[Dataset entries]
|---|

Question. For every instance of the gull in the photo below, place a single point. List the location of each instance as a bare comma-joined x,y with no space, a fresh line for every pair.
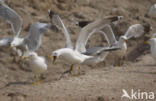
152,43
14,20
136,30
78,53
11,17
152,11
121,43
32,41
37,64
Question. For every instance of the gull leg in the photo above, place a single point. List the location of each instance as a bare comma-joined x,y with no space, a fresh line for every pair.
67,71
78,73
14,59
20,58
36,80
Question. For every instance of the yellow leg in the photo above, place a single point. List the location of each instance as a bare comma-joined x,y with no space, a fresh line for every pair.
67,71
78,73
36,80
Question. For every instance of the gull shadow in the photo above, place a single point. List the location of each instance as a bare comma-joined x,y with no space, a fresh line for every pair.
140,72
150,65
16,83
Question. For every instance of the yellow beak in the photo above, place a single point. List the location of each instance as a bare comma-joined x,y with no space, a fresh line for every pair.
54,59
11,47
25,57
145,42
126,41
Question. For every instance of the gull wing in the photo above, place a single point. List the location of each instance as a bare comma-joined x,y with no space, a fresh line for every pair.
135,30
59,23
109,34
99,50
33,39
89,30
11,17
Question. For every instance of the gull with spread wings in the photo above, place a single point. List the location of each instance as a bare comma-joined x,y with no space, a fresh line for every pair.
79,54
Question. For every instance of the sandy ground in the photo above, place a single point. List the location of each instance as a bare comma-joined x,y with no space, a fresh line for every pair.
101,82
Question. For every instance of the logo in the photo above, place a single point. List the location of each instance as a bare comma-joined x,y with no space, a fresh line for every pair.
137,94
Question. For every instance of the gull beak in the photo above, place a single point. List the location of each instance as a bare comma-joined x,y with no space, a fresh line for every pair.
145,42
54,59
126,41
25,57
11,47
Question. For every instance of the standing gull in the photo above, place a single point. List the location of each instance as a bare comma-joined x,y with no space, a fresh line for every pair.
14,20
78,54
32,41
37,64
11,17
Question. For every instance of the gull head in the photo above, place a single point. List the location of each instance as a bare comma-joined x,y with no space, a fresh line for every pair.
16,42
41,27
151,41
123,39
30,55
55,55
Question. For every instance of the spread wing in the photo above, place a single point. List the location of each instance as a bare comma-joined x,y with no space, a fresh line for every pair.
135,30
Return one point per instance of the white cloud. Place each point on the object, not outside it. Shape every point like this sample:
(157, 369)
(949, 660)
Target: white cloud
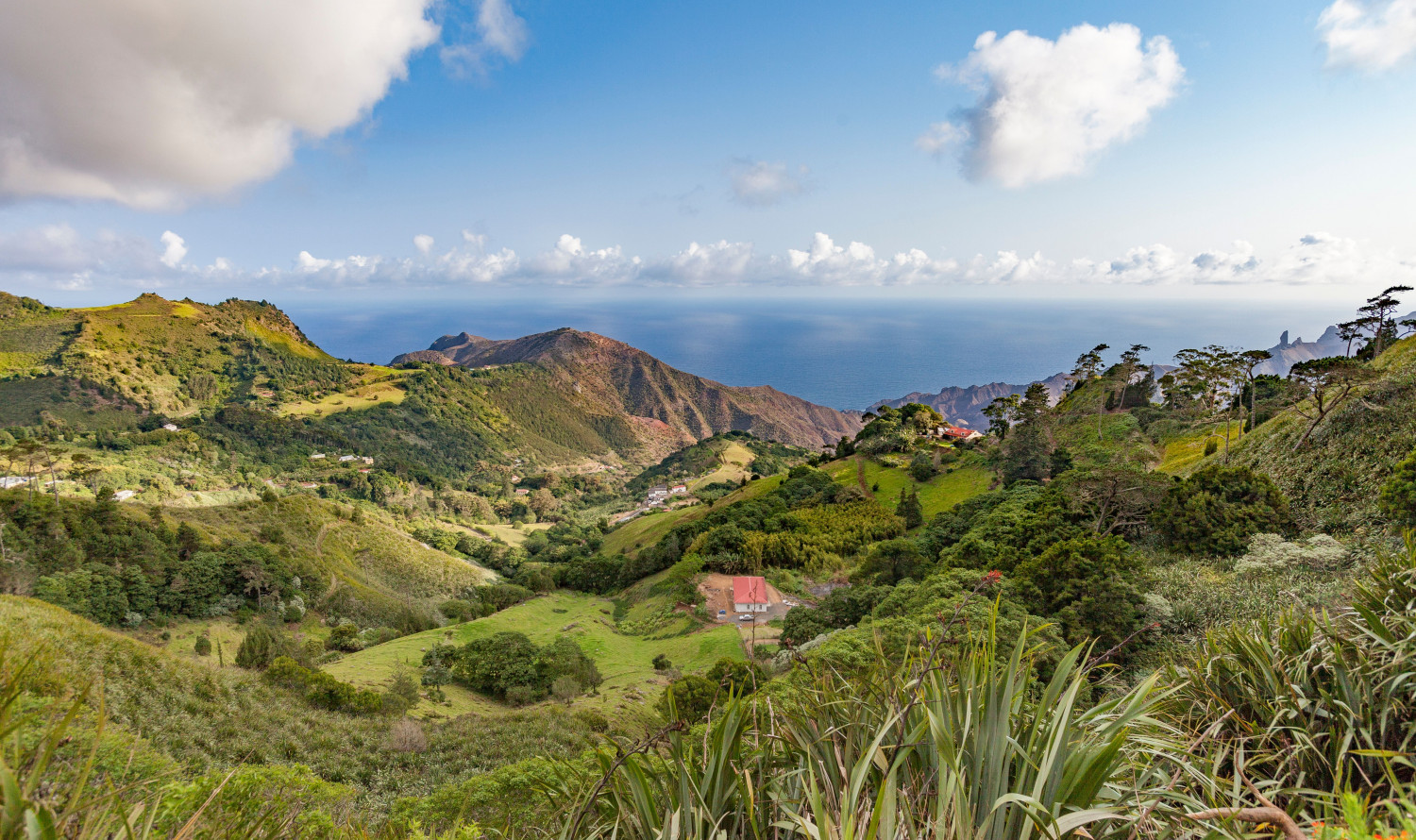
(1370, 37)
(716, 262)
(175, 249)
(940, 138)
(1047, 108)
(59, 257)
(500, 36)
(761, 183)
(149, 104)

|---|

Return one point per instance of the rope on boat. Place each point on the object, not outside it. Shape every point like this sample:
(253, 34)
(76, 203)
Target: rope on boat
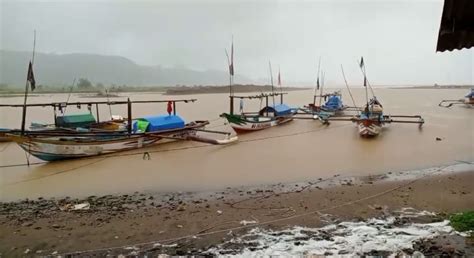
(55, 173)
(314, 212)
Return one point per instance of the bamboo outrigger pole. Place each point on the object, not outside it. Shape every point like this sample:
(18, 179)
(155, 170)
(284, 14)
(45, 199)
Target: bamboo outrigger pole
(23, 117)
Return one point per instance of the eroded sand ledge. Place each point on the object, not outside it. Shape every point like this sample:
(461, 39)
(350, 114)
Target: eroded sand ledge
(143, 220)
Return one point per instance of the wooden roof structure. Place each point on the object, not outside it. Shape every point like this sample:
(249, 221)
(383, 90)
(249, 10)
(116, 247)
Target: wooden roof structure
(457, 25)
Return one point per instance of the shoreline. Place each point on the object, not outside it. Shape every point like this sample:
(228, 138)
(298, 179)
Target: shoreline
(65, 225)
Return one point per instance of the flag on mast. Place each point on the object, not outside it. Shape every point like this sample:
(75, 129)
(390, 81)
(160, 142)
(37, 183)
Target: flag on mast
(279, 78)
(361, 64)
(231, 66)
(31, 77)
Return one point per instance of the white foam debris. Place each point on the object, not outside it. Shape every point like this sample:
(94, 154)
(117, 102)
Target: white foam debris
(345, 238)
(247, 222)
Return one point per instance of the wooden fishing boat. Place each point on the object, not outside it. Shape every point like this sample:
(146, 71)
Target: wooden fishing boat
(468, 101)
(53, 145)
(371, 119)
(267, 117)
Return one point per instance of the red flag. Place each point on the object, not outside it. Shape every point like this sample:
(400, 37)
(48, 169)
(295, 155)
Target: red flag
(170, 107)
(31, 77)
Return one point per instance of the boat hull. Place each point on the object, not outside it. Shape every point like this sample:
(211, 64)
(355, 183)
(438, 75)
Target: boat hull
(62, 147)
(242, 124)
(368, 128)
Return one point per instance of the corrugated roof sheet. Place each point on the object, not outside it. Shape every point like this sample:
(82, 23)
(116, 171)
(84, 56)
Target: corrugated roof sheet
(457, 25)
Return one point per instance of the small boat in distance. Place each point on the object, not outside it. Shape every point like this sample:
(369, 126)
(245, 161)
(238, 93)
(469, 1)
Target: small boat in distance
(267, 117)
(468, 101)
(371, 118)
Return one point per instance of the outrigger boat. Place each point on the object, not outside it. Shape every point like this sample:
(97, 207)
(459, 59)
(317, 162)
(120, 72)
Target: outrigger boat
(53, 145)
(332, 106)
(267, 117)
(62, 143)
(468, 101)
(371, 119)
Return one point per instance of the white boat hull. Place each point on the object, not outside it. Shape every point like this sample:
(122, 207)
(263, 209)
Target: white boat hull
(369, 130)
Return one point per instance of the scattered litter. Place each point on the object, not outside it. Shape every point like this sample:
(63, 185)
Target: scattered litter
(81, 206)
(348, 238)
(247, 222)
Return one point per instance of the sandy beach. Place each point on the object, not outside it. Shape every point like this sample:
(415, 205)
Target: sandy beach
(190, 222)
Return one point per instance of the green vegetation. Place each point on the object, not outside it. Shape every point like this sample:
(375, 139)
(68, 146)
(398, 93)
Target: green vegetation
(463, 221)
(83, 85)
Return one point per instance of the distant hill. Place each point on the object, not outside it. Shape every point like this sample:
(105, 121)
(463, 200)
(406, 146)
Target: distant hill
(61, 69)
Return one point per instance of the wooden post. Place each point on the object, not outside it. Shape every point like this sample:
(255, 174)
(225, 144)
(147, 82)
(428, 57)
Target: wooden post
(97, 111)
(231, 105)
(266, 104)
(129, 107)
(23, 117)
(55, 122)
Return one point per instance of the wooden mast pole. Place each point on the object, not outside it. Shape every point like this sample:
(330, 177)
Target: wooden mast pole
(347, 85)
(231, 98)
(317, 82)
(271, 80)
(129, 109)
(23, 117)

|---|

> _Goal_
List every line of the records above that contains the word "debris", copying each one in full.

> _Exercise result_
Return one point per instance of the white foam debris. Place each point on the object, not outside it. Shape every point like this sample:
Target: white foam debris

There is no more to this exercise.